══ Material to process

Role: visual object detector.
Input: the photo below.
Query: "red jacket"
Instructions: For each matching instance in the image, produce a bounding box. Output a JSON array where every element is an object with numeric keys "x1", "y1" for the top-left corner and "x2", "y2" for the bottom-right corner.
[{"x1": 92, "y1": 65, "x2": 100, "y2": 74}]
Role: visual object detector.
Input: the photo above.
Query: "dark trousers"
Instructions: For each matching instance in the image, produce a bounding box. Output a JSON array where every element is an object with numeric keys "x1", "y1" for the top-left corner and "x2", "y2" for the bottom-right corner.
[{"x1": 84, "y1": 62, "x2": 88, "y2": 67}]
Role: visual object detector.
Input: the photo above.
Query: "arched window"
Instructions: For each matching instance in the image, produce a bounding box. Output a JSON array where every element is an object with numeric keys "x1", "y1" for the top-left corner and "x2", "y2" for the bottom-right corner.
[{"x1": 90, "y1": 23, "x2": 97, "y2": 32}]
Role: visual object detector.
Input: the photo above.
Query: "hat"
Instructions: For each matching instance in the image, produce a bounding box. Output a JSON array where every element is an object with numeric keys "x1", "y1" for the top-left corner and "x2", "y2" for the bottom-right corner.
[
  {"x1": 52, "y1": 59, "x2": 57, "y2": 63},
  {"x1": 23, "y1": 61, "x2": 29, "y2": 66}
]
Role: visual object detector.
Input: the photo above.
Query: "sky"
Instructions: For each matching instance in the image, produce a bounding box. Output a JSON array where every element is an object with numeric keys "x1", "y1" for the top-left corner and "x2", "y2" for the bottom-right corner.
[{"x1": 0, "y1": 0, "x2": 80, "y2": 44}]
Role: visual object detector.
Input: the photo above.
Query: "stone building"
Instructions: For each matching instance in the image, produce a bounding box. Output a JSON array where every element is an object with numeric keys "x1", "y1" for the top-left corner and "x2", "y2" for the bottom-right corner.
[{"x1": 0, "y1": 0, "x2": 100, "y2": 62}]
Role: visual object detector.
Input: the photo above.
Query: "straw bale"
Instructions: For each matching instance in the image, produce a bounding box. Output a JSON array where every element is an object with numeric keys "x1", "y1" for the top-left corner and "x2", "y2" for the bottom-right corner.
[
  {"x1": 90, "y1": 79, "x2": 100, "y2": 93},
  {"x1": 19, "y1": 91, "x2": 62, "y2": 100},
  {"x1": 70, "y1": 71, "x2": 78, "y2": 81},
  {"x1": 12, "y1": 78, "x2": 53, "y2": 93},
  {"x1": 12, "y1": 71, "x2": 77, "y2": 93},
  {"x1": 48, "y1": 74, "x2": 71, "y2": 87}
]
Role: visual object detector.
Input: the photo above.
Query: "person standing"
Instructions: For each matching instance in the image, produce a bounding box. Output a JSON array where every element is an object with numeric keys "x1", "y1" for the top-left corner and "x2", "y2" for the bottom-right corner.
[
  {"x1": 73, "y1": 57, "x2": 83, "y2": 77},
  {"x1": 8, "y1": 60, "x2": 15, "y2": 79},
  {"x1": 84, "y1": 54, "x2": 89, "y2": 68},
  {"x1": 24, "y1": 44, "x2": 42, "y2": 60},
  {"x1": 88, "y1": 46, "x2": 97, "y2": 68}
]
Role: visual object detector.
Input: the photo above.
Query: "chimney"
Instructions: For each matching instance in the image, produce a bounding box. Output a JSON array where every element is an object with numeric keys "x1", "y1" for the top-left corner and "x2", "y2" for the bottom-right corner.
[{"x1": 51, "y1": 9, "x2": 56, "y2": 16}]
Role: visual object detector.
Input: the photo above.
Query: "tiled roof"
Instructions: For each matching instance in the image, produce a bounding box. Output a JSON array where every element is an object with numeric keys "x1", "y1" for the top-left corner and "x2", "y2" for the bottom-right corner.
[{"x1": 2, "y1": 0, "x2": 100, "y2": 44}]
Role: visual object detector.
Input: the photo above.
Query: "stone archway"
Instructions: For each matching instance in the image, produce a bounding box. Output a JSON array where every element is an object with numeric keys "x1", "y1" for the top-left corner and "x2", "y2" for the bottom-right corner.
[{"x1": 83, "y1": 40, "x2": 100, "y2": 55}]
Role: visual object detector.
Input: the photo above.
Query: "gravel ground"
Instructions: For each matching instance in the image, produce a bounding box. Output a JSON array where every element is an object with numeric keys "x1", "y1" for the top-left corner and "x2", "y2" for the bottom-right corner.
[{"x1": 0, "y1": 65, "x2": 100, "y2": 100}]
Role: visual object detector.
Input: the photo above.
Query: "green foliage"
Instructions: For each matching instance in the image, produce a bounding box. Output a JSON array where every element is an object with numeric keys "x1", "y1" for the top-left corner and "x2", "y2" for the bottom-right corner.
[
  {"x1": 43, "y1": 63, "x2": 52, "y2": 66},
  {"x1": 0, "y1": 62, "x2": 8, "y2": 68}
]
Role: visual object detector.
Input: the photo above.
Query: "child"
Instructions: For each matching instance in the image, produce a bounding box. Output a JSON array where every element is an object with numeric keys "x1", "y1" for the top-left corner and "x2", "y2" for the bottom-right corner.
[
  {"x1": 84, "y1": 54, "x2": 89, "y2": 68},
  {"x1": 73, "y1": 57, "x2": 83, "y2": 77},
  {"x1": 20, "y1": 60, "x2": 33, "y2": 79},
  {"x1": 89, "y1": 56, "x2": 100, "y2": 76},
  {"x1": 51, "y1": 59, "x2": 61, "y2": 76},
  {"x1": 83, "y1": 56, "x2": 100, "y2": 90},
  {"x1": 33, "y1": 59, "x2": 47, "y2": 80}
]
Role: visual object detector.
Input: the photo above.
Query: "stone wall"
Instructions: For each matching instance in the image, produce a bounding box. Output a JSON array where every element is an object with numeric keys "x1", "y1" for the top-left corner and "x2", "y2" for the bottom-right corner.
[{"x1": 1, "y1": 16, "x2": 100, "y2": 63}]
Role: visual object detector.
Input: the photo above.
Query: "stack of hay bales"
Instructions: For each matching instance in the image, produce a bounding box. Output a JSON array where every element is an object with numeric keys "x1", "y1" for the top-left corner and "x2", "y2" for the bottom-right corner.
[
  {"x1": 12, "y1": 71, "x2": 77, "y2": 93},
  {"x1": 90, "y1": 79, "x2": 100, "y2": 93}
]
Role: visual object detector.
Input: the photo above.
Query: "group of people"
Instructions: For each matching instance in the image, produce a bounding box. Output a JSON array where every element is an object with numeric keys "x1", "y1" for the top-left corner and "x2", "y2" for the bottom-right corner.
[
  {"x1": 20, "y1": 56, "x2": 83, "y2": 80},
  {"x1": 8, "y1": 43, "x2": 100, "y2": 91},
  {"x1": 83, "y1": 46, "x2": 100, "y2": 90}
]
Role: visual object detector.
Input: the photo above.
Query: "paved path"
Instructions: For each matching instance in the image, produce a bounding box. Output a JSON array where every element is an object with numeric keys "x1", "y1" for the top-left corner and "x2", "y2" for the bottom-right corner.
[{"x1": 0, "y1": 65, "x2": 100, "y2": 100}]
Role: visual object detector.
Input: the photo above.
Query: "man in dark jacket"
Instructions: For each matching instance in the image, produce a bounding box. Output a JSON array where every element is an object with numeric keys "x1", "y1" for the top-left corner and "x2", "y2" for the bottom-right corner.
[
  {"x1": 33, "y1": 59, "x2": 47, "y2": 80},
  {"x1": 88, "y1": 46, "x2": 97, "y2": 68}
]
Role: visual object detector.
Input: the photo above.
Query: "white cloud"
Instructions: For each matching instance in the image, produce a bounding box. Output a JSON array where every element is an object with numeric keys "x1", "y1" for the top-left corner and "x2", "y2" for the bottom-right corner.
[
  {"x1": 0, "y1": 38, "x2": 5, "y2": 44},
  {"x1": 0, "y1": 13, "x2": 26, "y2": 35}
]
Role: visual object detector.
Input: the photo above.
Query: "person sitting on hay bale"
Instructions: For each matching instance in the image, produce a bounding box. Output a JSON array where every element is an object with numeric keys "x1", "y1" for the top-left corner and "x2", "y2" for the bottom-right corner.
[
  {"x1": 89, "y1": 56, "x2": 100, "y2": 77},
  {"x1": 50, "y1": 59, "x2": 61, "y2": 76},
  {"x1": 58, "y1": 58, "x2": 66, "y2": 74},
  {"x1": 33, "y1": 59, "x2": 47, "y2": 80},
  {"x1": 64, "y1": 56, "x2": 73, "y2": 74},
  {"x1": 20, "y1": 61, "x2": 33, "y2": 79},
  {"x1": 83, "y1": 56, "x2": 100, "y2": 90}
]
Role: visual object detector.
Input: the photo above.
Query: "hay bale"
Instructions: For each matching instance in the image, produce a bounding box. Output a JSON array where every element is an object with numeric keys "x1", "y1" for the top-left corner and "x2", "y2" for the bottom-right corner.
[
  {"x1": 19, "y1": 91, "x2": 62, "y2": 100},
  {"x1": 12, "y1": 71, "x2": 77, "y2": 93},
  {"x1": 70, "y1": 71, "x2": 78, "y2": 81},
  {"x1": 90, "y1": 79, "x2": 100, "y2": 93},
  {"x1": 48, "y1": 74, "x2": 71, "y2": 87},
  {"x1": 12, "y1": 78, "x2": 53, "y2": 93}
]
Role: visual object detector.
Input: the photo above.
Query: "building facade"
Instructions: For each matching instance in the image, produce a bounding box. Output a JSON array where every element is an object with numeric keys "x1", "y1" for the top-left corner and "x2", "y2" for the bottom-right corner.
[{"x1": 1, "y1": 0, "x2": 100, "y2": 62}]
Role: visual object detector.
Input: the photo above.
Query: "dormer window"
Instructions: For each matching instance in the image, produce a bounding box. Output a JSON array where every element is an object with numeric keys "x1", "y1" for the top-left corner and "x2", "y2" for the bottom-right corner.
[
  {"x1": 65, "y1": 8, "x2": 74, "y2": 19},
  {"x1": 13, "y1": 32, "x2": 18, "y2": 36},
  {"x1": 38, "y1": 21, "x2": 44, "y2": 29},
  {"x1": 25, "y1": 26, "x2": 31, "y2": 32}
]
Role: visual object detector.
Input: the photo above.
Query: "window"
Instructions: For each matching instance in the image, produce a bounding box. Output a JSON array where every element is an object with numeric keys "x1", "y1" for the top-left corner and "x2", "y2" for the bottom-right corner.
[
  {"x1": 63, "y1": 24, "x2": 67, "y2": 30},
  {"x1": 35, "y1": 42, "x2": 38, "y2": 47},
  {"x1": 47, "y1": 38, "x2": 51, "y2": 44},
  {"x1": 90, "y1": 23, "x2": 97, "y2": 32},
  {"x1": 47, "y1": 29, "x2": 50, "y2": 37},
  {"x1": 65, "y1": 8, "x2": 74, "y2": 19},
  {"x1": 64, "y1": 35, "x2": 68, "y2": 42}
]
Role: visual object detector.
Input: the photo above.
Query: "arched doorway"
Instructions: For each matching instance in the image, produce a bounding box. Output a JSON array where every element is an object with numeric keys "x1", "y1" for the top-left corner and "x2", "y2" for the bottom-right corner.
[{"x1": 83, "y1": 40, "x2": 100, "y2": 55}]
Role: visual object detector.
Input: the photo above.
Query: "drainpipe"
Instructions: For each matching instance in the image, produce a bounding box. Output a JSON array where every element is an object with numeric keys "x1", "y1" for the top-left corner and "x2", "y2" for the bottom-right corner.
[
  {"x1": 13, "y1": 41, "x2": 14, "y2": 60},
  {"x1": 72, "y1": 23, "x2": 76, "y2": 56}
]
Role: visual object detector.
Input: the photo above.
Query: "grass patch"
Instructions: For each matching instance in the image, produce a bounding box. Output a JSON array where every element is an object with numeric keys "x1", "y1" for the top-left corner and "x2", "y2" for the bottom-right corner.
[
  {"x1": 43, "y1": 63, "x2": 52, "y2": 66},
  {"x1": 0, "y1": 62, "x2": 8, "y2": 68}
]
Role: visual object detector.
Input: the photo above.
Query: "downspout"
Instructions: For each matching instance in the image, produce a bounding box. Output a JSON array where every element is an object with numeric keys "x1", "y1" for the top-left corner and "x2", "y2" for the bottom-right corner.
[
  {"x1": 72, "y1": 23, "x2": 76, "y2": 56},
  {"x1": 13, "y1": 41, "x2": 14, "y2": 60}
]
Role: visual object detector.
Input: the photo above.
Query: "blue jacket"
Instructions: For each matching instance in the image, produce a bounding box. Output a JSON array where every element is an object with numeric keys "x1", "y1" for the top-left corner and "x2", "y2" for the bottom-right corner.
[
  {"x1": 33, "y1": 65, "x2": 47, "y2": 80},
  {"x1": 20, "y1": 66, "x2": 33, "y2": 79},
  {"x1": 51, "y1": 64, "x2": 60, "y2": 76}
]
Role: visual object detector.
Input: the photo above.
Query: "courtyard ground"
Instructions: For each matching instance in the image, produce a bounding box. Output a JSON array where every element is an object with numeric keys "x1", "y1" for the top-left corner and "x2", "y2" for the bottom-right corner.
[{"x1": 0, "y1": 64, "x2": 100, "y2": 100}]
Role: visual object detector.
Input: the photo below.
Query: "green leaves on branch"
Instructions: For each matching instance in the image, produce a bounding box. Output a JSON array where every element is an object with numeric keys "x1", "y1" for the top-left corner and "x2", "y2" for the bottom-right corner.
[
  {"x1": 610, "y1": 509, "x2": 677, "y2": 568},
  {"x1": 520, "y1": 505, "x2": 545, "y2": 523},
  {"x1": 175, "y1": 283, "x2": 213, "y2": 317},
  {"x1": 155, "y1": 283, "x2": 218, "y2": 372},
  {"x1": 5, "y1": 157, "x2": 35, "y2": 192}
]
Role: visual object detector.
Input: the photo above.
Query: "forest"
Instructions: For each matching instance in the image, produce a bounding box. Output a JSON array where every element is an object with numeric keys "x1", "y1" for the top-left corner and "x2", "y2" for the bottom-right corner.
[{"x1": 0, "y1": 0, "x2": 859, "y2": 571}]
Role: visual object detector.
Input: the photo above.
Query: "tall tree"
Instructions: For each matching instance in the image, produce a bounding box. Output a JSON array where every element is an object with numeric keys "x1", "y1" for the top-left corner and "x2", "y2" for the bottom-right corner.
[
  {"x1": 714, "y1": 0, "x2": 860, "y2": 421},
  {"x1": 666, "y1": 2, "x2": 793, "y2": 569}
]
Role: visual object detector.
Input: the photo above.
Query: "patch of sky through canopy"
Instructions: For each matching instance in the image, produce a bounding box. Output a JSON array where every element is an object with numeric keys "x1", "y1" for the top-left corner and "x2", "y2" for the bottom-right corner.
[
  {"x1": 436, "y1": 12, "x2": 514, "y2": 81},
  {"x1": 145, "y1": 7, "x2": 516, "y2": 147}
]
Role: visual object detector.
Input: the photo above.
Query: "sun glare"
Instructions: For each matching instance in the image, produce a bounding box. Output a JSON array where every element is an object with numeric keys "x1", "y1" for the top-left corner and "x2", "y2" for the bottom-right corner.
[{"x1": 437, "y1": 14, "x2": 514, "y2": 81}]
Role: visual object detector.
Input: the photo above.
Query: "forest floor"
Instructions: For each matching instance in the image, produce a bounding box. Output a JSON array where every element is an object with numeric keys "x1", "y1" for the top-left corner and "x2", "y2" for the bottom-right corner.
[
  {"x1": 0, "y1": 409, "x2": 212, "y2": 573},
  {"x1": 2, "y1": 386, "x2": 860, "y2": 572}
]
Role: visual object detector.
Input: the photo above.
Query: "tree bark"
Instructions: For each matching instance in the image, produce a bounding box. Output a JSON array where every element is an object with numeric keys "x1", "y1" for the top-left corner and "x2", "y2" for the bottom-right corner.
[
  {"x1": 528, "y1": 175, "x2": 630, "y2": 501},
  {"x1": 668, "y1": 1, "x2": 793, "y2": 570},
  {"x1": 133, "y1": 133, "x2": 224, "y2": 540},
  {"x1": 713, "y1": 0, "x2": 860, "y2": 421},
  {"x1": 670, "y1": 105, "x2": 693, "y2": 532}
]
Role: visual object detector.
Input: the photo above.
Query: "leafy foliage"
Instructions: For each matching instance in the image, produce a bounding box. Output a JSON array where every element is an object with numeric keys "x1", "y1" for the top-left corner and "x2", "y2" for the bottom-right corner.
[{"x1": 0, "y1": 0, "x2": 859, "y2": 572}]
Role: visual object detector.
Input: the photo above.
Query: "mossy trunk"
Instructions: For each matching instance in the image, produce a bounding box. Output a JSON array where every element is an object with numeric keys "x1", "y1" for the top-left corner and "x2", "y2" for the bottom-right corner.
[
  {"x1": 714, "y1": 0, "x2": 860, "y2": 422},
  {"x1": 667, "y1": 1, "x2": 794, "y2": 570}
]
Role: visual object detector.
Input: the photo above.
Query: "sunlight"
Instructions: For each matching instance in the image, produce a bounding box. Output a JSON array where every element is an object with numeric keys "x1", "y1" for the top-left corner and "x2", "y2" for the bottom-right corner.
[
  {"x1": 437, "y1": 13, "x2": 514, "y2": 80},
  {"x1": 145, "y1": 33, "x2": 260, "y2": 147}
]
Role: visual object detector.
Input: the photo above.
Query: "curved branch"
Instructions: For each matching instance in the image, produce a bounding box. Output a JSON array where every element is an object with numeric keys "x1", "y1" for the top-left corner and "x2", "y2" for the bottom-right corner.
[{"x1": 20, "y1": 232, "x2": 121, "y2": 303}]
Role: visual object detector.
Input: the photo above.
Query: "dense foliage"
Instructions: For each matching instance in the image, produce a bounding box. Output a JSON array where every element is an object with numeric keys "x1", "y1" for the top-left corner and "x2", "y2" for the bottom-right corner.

════

_Assignment:_ When a line in the data holds the word "building", show that line.

_Exercise response:_
Query: "stone building"
Query: "building facade"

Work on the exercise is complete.